• Page
A Linux kernel CPUIdle governor that uses a MLP-based neural network to learn the optimal idle state for each CPU online.
Traditional CPUIdle governors (ladder, menu, teo) rely on fixed heuristics to predict how long a CPU will sleep and select an idle state accordingly. These heuristics are effective for common patterns but struggle with irregular or shifting workloads.
Nap (Neural Adaptive Predictor) replaces the heuristic with a three-expert MoE regression model that runs entirely in-kernel. Each CPU maintains three 8-8-1 MLPs — one specializing in short (tick-bound) sleeps, one in intermediate (nohz) sleeps, and one in deep (deepest C-state) sleeps — and selects the appropriate expert based on the predicted sleep length. The networks learn online via deferred backpropagation with an asymmetric overshoot loss, converging the overshoot probability to a configurable target (default 8%). SIMD-accelerated forward and backward passes (SSE2 / AVX2+FMA) keep inference overhead negligible. A POLL short-circuit fast path bypasses NN inference entirely when the predicted sleep is too short for any C-state.

Dataset entries

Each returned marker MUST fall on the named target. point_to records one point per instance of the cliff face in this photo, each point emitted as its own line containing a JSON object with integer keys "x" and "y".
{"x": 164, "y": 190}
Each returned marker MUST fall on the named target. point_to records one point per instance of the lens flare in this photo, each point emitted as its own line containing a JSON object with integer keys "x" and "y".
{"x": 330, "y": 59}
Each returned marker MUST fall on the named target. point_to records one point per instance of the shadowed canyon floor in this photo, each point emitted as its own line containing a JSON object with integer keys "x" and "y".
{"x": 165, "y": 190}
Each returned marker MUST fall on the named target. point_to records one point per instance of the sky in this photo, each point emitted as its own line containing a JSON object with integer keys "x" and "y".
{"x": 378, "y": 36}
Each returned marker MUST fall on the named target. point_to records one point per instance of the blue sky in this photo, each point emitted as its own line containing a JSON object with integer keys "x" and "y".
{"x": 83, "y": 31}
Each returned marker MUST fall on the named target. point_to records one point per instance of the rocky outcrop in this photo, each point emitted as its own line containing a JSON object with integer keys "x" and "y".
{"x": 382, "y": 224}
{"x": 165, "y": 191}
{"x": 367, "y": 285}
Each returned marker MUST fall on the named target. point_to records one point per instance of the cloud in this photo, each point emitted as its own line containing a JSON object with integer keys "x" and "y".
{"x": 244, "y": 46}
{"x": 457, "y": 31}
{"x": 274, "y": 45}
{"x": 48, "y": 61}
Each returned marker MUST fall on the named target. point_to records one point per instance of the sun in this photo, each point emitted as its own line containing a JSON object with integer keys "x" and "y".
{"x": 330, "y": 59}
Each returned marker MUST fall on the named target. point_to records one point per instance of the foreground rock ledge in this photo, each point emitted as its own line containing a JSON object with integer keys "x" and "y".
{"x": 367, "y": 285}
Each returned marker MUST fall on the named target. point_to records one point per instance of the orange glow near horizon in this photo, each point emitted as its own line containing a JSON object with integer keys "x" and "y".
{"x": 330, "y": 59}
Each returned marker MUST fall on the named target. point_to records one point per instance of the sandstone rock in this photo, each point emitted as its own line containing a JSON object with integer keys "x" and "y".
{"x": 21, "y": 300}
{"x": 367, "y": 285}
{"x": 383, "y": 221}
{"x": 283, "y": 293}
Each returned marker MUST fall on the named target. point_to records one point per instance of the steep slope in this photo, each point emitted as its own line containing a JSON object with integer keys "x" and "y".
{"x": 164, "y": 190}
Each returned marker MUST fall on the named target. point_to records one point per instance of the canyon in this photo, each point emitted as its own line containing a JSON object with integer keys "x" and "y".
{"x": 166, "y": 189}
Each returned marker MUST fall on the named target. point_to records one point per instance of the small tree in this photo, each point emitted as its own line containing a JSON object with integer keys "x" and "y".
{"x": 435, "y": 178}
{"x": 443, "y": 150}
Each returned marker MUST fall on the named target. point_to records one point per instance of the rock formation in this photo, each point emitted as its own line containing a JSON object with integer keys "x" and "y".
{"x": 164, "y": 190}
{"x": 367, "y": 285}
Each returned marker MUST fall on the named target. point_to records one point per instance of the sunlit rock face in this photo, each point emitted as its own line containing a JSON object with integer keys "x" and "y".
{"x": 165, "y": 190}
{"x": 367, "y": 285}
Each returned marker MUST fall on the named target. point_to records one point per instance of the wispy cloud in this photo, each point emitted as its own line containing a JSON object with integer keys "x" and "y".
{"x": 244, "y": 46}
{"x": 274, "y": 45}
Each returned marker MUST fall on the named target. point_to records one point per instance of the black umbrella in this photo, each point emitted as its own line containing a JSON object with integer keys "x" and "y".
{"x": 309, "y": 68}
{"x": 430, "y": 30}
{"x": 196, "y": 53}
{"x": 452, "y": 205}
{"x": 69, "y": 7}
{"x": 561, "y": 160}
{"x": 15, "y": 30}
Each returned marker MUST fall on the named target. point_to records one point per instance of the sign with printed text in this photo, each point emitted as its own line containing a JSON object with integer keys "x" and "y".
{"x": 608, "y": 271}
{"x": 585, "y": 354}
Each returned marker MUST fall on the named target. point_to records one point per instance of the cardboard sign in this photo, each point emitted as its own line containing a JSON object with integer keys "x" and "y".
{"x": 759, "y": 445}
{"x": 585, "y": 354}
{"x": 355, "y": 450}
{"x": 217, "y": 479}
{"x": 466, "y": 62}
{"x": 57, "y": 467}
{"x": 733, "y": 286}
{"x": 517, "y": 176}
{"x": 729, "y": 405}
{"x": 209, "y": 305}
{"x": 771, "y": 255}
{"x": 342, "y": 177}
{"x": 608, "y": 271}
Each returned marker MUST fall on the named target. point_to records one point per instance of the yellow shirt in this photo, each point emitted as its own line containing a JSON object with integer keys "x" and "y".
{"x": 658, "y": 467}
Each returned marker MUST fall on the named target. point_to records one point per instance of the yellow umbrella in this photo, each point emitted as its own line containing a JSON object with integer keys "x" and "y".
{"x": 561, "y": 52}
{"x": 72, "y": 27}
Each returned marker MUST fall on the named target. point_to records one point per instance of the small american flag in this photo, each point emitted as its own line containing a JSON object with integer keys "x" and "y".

• Set problem A
In the CPUIdle governor description, what is the default target for the overshoot probability?
• Set problem B
Add 36 to every x and y coordinate in the records, beginning at the line that has "the yellow shirt" and stopping after the last line of the records. Write out every line in that span again, including the ones without coordinates.
The records have no connection to the text about the CPUIdle governor.

• Finished answer A
The default target is 8%.

• Finished answer B
Each returned marker MUST fall on the named target. point_to records one point per instance of the yellow shirt in this photo, each point emitted as its own line containing a JSON object with integer keys "x" and "y".
{"x": 694, "y": 503}
Each returned marker MUST fall on the named target. point_to records one point per instance of the yellow umbrella in this photo, each point emitted as its own line containing a JSON object with integer keys "x" and "y".
{"x": 597, "y": 88}
{"x": 108, "y": 63}
Each returned marker MUST fall on the named target. point_to records one point per instance of the small american flag in this photo, each point emitted as its own line containing a JSON object with integer keys "x" and "y".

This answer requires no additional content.